Nine people have been charged in the 2000 killing of one of Haiti's most renowned journalists, marking a major step forward in a high-profile case that has dragged on for years.
A judge's report, read aloud in the Court of Appeal, alleged that former senator Mirlande Liberus Pavert was the intellectual author of the slaying of radio journalist Jean Dominique. Liberus Pavert was a member of former President Jean-Bertrand Aristide's Family Lavalas party while she served as senator in the early 2000s.
Also charged was Annette Auguste, a well-known folk singer otherwise known as So Anne. She was a Lavalas activist at that time.
Gabriel Harold Severe, a former deputy mayor of Haiti's capital, Port-au-Prince; Franco Camille, a onetime powerful Lavalas activist; and Dimsley Milien, the alleged hit man, were also charged.
None of them could be reached for comment. No arrests have been made.
The appellate court must now either accept or reject the judge's report, which was submitted on Friday.
"I think it's a positive step to the extent that we've been working on this for almost 14 years," Dominique's widow, Michele Montas, said by telephone from her home in New York. She declined to comment further because she hadn't seen the judge's findings.

RAW RECORDS:
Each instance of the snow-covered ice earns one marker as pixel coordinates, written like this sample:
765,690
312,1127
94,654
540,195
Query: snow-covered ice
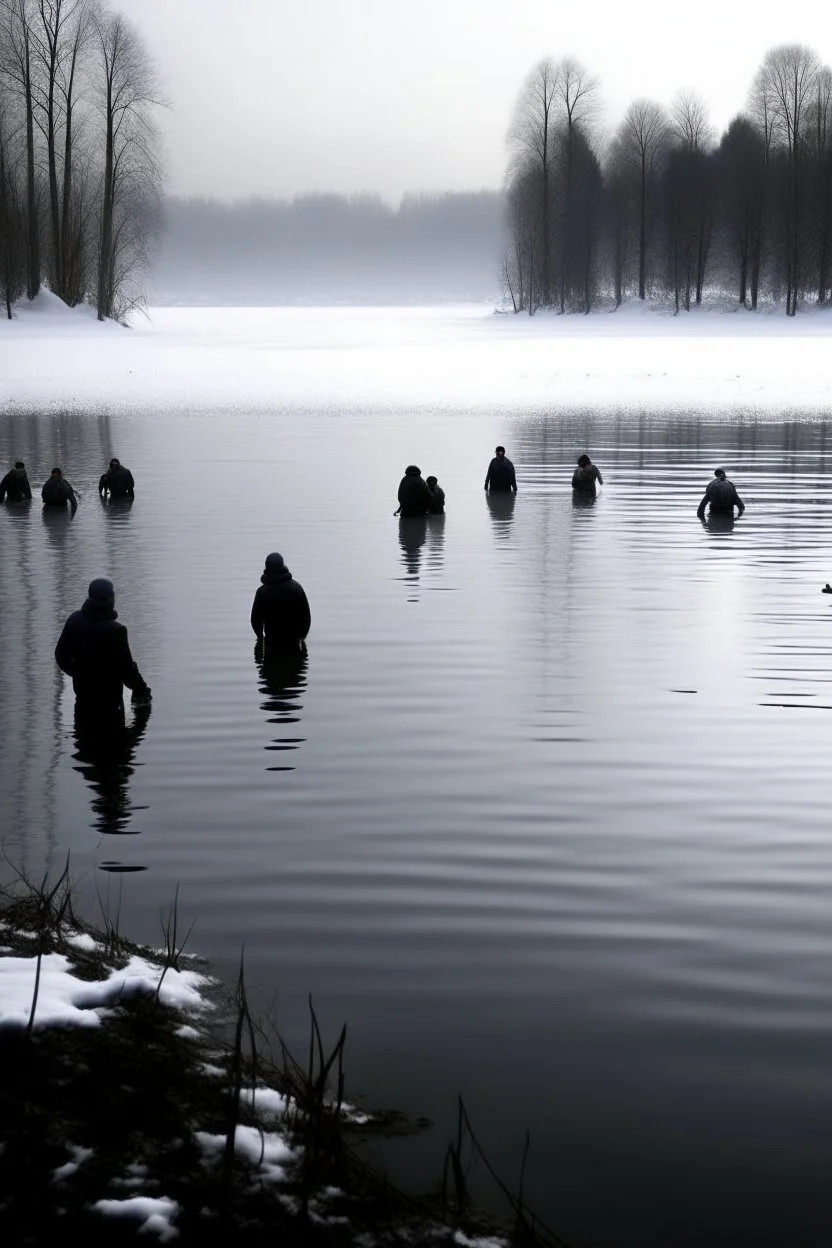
65,1000
467,357
155,1213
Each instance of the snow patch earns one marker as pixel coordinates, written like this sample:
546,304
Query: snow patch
155,1213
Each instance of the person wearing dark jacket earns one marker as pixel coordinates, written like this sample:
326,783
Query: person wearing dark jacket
95,652
721,494
116,481
58,492
500,477
414,496
585,476
281,608
437,504
15,484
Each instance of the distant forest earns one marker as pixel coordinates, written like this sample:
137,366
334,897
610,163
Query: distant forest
328,248
666,209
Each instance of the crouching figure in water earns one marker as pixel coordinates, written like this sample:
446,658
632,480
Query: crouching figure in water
281,609
95,652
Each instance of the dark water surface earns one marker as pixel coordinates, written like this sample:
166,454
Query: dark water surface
545,813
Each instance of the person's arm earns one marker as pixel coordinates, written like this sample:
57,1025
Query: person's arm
257,615
64,650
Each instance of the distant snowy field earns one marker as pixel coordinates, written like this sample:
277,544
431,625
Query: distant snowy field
455,357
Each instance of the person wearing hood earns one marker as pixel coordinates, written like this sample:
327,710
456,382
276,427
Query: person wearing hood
58,492
15,484
95,652
500,478
437,504
721,496
281,609
414,496
586,476
117,481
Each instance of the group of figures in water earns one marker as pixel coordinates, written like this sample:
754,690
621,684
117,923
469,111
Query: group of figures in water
94,648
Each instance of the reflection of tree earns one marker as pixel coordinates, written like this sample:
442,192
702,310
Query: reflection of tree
282,682
106,745
502,508
413,532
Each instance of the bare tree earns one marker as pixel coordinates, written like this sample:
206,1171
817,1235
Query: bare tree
131,167
16,64
530,141
785,87
643,144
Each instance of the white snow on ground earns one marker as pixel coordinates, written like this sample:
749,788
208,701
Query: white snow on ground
65,1000
155,1213
69,1168
266,1101
250,1143
53,357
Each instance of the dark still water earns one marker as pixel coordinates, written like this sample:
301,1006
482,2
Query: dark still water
545,813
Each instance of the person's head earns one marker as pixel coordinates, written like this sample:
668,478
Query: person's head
101,592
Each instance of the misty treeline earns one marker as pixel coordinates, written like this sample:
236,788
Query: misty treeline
80,177
329,248
665,207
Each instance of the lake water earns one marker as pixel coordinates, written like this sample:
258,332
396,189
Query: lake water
544,815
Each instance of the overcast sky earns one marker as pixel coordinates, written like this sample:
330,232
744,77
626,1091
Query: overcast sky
276,97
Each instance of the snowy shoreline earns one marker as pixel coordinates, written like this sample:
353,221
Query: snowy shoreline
455,358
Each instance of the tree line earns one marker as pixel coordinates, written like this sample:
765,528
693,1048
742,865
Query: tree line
664,207
80,174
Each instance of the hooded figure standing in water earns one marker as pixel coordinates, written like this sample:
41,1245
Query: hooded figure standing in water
721,494
281,609
95,652
414,497
58,492
117,481
15,484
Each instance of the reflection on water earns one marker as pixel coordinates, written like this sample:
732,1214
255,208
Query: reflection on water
556,841
105,756
282,682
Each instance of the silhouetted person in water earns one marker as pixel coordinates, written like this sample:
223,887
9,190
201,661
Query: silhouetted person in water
437,506
15,484
722,497
58,492
116,482
500,477
281,609
95,652
585,477
106,748
414,496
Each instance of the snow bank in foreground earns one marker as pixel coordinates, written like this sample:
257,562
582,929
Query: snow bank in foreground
65,1000
267,358
154,1213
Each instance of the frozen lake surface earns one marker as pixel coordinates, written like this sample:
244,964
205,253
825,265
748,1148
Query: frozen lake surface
544,816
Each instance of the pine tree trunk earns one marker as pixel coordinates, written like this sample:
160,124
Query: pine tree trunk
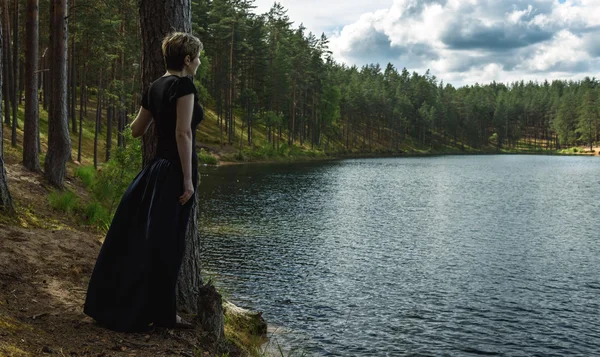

EXERCISES:
1. From the article on the Jean Dominique killing, return the passage that begins at the words "None of them" and stops after "submitted on Friday.".
2. According to the article on the Jean Dominique killing, who was alleged to be the intellectual author of the slaying?
3. Write what comes next in the article on the Jean Dominique killing, picking up after its final sentence.

TASK RESPONSES:
1.
None of them could be reached for comment. No arrests have been made.
The appellate court must now either accept or reject the judge's report, which was submitted on Friday.

2. Former senator Mirlande Liberus Pavert.

3.
Dominique, an agronomist-turned-radio commentator, and his security guard were gunned down on April 3, 2000, in the courtyard of the journalist's radio station, Radio Haiti Inter.
The assassination of Dominique — affectionately known as "Jean Do" — shocked this poor country of 10 million people where a high illiteracy rate keeps radio popular. He had gone into exile under earlier regimes but enjoyed proximity to power before his death, counting former presidents Rene Preval and Aristide as close friends.
Dominique wasn't afraid to name names in his early-morning broadcasts, aired in Creole instead of elite French, and was revered as much as he was reviled.
He was the subject of a 2003 documentary directed by Jonathan Demme, "The Agronomist."
However, Dominique and Aristide had a widely reported falling out that was attributed to a tense interview on the radio station. Dominique had voiced disappointment with Aristide and allegedly corrupt practices associated with his Family Lavalas party.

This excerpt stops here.